Software, hardware remained sluggish in Q2

Oracle beat analysts' estimates for once for the second quarter of its fiscal 2015, with an earnings report that otherwise showed only modest results.

The database giant's total revenues of $9.6bn for the three months that ended on November 30 were better than expected, but still only amounted to 3.5 per cent year-on-year growth.

Oracle managed to post earnings of $0.69 per diluted share, which was about a penny better than the average Wall Street estimate. But its net income was down 2 per cent annually, to $2.5bn, as it was buffeted by both a weakened dollar and less-than-stellar sales overall.

As in past quarters, Oracle's core software customer base remained loyal, with revenues from software license updates and product support growing by 5.6 per cent from the year-ago period, to $4.8bn.

But sales of new software licenses – which might be the best predictor of long-term growth for the software business – were down yet again. At just $2.0bn for the quarter, they shrank 3.6 per cent from a year ago, which was an even bigger dip than they took in Q1 of 2015.

■ What to do ■
1) Answer these questions from the passage on Oracle's second-quarter results:
(a) What were Oracle's total revenues for the quarter?
(b) By what percentage did net income fall from a year earlier?
(c) How much revenue came from software license updates and product support?
2) Extend the passage on Oracle's second-quarter results, picking up after its final sentence.
The listing after this text plays no part here.

■ Information supplied ■
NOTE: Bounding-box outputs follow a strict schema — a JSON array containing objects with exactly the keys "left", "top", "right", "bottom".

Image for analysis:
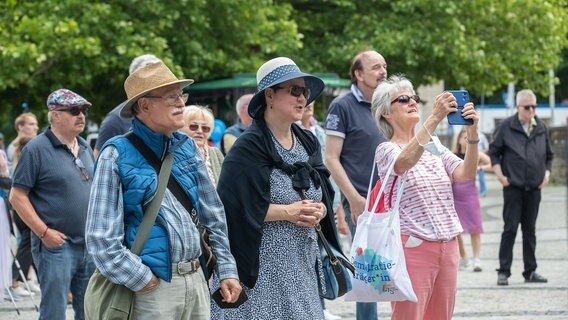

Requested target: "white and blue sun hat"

■ Replies ■
1)
(a) $9.6bn
(b) 2 percent
(c) $4.8bn

2)
The one bright spot in Oracle's software portfolio was its cloud business, which once again grew by double digits. Total cloud revenues were up 45 per cent, year-on-year, to $516m. Revenues for Oracle's PaaS and SaaS offerings accounted for $361m of that, which was a 39 per cent gain, while IaaS was up 60 per cent, to $155m.

In a conference call with financial analysts on Wednesday, Oracle CEO CTO Larry Ellison said that by the fourth quarter of fiscal 2015, Oracle expects to pull in $250m in new, recurring annual PaaS and SaaS subscriptions. And if that growth rate continues, he said, next year Oracle will sell as much PaaS and SaaS combined as market leader Salesforce.com.

Be that as it may, however, the cloud is not where Oracle really makes its money – not by a long shot. Its combined PaaS, SaaS, and IaaS revenues amounted to just 5.4 per cent of the total, in fact. Meanwhile, the other major segments of its business – hardware and services – also showed weakness.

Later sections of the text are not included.